### Фрагмент
Древняя Спарта и ее герои — страница 19 из 50

[139]. Этого Гонгила на время своего отсутствия Павсаний назначил комендантом Византия и отдал в его подчинение пелопоннесский гарнизон. Именно Гонгилу он дал конфиденциальное поручение освободить попавших в плен родственников Великого царя. Видимо, Павсаний сознательно окружал себя людьми, лично ему преданными и находящимися вне спартанского гражданства. Он не хотел, чтобы его ближайшее окружение было каким-либо образом связано со спартанскими властями и зависело от них. Социальное положение своих приближенных, как кажется, его мало волновало.

Не все исследователи согласны с Фукидидом, однозначно относящим начало контактов Павсания с Великим царем ко времени его первого пребывания в Византии, то есть к 478/477 г. Но никаких убедительных аргументов при этом не приводится, кроме соображений умозрительного порядка. По их мнению, Фукидид ошибся, и Павсаний вступил в переписку с царем и освободил персидских пленников только во время своего второго пребывания в Византии. Так, автор статьи о взаимоотношениях Павсания и персов Алек Блэмайр полагает, что у Павсания просто не хватило бы времени обменяться с царем письмами во время его первого пребывания в Византии. По словам А. Блэмайра, «сами переговоры, возможно, исторические, но они не принадлежат первой оккупации Византия Павсанием… Период от занятия Византия Павсанием до его отзыва не может быть больше шести месяцев, а это слишком короткий срок для переписки с царем…»[140]. Не верят также и в то, что Павсаний мог пойти на переговоры с персами, оставаясь еще главнокомандующим противной стороны. Так, по мнению Чарльза Форнары, «знаки измены могли иметь место только во время его второго пребывания в Византии». Это он объясняет тем, что «в 478 г. Павсанию просто незачем было становиться изменником: ведь его положение главнокомандующего и спартанского регента обеспечивало ему возможность удовлетворять свои самые амбициозные планы»[141].

### Задание
Выведите без изменений часть фрагмента о Павсании, которая начинается со слов «[139]. Этого Гонгила» и заканчивается словами «его мало волновало.».

### Исходные данные
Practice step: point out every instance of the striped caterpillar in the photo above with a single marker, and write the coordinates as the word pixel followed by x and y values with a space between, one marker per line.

### Письменный ответ
[139]. Этого Гонгила на время своего отсутствия Павсаний назначил комендантом Византия и отдал в его подчинение пелопоннесский гарнизон. Именно Гонгилу он дал конфиденциальное поручение освободить попавших в плен родственников Великого царя. Видимо, Павсаний сознательно окружал себя людьми, лично ему преданными и находящимися вне спартанского гражданства. Он не хотел, чтобы его ближайшее окружение было каким-либо образом связано со спартанскими властями и зависело от них. Социальное положение своих приближенных, как кажется, его мало волновало.